About our Collaboration with the Multicultural History Society of Ontario

Mapping ‘Scarborough Chinatown,’ is the result of Culinaria’ s collaboration with the Multicultural History Society of Ontario (MHSO). Founded in 1976 by Professor Robert F. Harney as an educational and heritage center, the MHSO’s mandate is the safe preservation and dissemination of Ontario’s immigrant and multicultural history. The MHSO’s collection of oral testimony, textual and photographic records provide insight into the province’s diverse ethnic heritage. Committed to preserving but also disseminating this history, the MHSO has developed exhibits as well as an oral history museum and various other cultural projects, is presently in the process of digitizing the bulk of its collection for online access by researchers and public audiences.

----

**TASK BRIEF**
Write out everything in the passage about the Multicultural History Society of Ontario from "About our Collaboration" down to "and public audiences.".

----

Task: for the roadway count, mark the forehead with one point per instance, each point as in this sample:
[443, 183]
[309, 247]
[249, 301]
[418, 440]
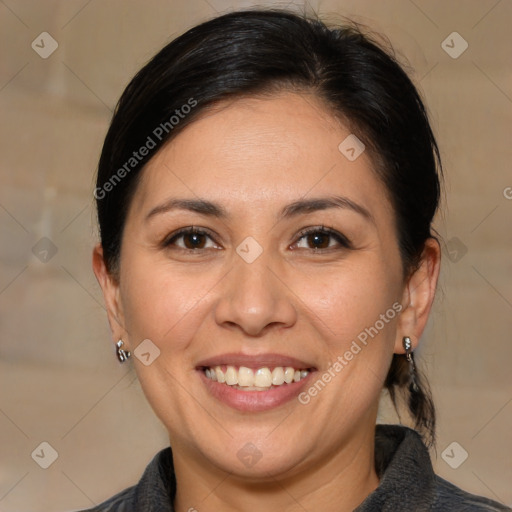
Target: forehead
[259, 152]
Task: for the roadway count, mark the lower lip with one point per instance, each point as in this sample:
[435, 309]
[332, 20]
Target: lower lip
[254, 401]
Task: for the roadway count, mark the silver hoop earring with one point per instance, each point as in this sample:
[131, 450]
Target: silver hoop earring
[407, 344]
[122, 354]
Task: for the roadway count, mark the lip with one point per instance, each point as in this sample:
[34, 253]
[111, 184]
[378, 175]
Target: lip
[254, 361]
[254, 401]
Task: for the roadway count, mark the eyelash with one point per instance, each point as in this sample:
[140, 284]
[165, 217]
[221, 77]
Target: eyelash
[342, 240]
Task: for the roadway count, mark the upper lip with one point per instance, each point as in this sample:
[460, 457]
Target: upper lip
[254, 361]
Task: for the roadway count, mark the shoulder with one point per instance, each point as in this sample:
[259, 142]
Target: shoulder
[154, 491]
[451, 497]
[121, 502]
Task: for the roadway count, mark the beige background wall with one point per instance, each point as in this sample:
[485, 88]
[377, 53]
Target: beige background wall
[59, 380]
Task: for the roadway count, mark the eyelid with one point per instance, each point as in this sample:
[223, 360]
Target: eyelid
[339, 237]
[167, 241]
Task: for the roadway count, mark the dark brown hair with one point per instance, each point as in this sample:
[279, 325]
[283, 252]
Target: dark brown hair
[258, 51]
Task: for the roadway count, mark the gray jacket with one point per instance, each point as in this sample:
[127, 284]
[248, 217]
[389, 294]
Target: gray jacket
[407, 482]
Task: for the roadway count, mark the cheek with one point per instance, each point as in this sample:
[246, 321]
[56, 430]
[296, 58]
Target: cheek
[352, 300]
[161, 304]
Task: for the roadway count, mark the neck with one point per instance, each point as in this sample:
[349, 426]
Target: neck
[339, 482]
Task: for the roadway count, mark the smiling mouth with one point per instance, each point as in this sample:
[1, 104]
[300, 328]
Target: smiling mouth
[260, 379]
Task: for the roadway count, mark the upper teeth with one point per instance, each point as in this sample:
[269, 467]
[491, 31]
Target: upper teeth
[261, 378]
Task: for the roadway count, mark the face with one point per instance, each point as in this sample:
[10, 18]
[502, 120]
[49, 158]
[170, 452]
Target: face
[253, 246]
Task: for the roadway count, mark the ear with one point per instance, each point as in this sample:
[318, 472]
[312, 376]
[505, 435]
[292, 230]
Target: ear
[110, 287]
[418, 296]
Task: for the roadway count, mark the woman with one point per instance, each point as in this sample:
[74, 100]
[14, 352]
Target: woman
[265, 197]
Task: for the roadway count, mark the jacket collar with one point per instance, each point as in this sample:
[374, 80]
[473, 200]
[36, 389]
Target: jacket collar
[407, 479]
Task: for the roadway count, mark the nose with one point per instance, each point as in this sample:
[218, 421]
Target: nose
[255, 298]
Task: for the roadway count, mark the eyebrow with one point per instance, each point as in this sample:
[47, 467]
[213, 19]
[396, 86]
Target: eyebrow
[299, 207]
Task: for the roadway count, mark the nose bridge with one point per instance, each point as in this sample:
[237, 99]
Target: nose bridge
[253, 297]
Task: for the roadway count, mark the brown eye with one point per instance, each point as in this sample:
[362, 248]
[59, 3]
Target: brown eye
[190, 239]
[322, 238]
[318, 240]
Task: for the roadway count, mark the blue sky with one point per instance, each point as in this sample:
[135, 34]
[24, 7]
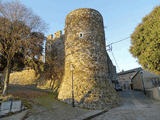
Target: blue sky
[120, 19]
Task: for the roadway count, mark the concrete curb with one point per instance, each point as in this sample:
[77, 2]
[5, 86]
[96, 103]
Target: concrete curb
[95, 113]
[91, 114]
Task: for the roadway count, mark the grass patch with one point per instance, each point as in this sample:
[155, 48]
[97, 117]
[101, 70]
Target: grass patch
[46, 101]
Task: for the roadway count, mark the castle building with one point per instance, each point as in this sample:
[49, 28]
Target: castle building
[87, 68]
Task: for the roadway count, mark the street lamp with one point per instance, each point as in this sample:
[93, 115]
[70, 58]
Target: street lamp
[141, 74]
[72, 69]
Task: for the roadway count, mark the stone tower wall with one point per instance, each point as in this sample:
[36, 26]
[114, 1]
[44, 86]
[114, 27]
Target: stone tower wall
[85, 50]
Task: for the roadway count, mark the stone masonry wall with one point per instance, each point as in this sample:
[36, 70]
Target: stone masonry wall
[85, 50]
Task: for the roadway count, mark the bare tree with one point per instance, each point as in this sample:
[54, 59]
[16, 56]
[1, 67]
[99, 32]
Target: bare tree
[20, 31]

----

**ANSWER BOX**
About our Collaboration with the Multicultural History Society of Ontario

Mapping ‘Scarborough Chinatown,’ is the result of Culinaria’ s collaboration with the Multicultural History Society of Ontario (MHSO). Founded in 1976 by Professor Robert F. Harney as an educational and heritage center, the MHSO’s mandate is the safe preservation and dissemination of Ontario’s immigrant and multicultural history. The MHSO’s collection of oral testimony, textual and photographic records provide insight into the province’s diverse ethnic heritage. Committed to preserving but also disseminating this history, the MHSO has developed exhibits as well as an oral history museum and various other cultural projects, is presently in the process of digitizing the bulk of its collection for online access by researchers and public audiences.